Data for processing: Begin

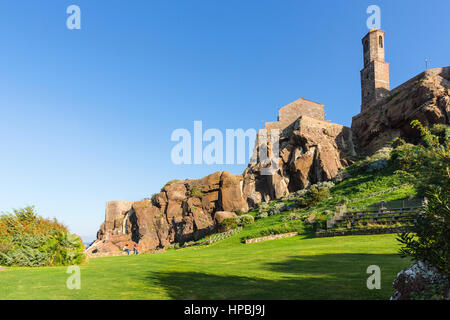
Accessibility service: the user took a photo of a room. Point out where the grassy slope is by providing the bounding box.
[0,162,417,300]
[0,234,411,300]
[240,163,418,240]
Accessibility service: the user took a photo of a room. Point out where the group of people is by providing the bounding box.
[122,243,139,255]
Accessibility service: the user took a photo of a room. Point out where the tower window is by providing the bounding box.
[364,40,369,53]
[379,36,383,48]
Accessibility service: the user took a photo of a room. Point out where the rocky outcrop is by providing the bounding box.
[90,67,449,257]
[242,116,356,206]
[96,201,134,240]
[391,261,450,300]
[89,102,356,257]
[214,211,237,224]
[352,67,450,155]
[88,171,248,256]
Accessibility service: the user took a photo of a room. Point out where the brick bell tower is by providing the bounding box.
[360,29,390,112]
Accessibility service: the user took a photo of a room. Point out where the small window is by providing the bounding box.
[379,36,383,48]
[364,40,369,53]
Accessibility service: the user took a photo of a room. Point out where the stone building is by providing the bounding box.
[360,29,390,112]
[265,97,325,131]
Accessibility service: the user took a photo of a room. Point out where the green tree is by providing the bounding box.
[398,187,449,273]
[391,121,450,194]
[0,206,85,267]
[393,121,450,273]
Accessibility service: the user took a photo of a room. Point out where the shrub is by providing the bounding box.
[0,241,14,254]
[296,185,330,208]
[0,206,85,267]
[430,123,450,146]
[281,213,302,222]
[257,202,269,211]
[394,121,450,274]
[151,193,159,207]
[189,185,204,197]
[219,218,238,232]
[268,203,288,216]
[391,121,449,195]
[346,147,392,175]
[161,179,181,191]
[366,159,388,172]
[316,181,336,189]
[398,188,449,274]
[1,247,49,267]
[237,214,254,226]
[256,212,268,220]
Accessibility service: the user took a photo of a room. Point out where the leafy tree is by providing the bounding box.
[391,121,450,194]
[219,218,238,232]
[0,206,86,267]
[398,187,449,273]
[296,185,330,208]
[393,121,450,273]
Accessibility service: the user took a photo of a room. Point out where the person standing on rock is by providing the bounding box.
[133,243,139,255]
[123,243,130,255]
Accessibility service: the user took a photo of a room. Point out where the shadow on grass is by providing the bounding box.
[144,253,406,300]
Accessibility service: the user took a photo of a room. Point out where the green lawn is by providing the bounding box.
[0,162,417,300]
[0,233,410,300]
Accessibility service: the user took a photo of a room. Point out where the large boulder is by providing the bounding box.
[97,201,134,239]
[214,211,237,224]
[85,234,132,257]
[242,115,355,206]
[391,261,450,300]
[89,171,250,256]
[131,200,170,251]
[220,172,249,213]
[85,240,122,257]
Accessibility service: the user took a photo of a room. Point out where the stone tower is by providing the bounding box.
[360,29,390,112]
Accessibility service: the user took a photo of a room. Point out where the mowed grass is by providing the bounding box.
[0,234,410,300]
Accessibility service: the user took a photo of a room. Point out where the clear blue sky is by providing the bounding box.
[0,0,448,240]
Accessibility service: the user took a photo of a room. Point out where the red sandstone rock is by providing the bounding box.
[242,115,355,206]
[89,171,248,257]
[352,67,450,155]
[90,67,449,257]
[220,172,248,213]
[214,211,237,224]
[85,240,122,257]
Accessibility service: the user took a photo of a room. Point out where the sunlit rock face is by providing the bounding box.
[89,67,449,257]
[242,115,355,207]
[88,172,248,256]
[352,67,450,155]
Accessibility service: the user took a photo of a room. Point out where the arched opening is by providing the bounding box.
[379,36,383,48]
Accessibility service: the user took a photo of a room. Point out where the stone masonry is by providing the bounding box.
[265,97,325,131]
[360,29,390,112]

Data for processing: End

*Try it*. Produce an exact reprint of the entries, dropping the images.

*Task solution*.
Accessibility service: the user took a photo of a room. Point out where the grassy slope is by providing the bounding box.
[0,162,417,300]
[0,234,411,300]
[240,163,418,240]
Accessibility service: the user took a photo of a room. Point out where the group of people is by providing the bounding box.
[122,243,139,255]
Accessibility service: the user took a photo of a room. Point out where the tower window is by providing the bounding box.
[364,40,369,53]
[379,36,383,48]
Accessibility service: the user took a photo of a room. Point out where the rocky outcrop is by providing the bounding box.
[90,67,449,257]
[242,116,356,206]
[96,201,134,240]
[391,261,450,300]
[89,102,356,257]
[214,211,237,224]
[352,67,450,155]
[88,171,248,256]
Accessibility service: the user took a photo of a room. Point out where the brick bell tower is by providing the bounding box.
[360,29,390,112]
Accessibility service: the user took a photo of a room. Point out where the small window is by providing the bounding box.
[379,36,383,48]
[364,40,369,53]
Accessibility service: the user took a photo of a room. Point out where the stone building is by providing the bounding box.
[360,29,390,112]
[265,97,325,131]
Accessibility service: the user took a photo of a room. Point out where the green tree is by providing the bounding box.
[398,187,449,273]
[391,121,450,194]
[0,206,85,267]
[393,121,450,273]
Accessibility service: the user took a photo of a room. Point out where the shrub is by providing the bounding box.
[0,241,14,254]
[296,185,330,208]
[0,206,85,267]
[430,123,450,146]
[281,213,302,222]
[257,202,269,211]
[394,121,450,274]
[151,193,159,207]
[189,185,204,197]
[219,218,238,232]
[268,203,288,216]
[391,121,449,195]
[346,147,392,175]
[161,179,181,191]
[366,159,388,172]
[316,181,336,189]
[398,188,449,274]
[1,247,49,267]
[237,214,254,226]
[256,212,268,220]
Accessibility service: the user took a photo of a room. Point out where the leafy tree is by providing the bounding box.
[391,121,450,194]
[219,218,238,232]
[0,206,86,267]
[398,187,449,273]
[296,185,330,208]
[393,121,450,273]
Accessibility service: the user took a photo of a room. Point out where the person standing on rock is by providing the bounding box.
[133,243,139,255]
[123,243,130,255]
Accessibility service: the user took a photo of a room. Point out where the shadow on grass is by providing the bounding box.
[144,253,406,300]
Accessibility service: the user took a photo of a room. Point out where the green lawn is by providing the bounding box.
[0,162,417,300]
[0,233,410,300]
Accessibility service: the user took a photo of a room. Point out where the large boulder is by providing the bounding box.
[97,201,134,239]
[214,211,237,224]
[85,234,132,257]
[242,115,355,206]
[391,261,450,300]
[89,171,250,256]
[131,200,170,251]
[220,172,249,213]
[85,240,122,257]
Accessibility service: the user took a photo of a room. Point out where the stone tower is by providing the bounding box.
[360,29,390,112]
Accessibility service: the user took a photo of a room. Point out where the mowed grass is by providing the bounding box.
[0,234,410,300]
Accessibility service: the user took a photo of a room. Point out where the clear blue sky is by providing the bounding box.
[0,0,448,240]
Accessibility service: the user took a photo of a room. Point out where the red sandstone rock is by providing the bounding box.
[242,115,355,206]
[89,171,248,257]
[352,67,450,155]
[90,67,449,257]
[220,172,248,213]
[214,211,237,224]
[85,240,122,257]
Accessibility service: the user took a photo of a room. Point out where the sunlit rock face is by providing the bounding box.
[89,67,449,257]
[242,115,355,207]
[88,172,248,256]
[352,67,450,155]
Accessibility service: the user took a photo of a room. Point out where the arched opening is by providing the bounding box.
[379,36,383,48]
Accessibility service: the user took a photo of a room. Point out where the stone masonry is by providing the bounding box.
[265,97,325,131]
[360,29,390,112]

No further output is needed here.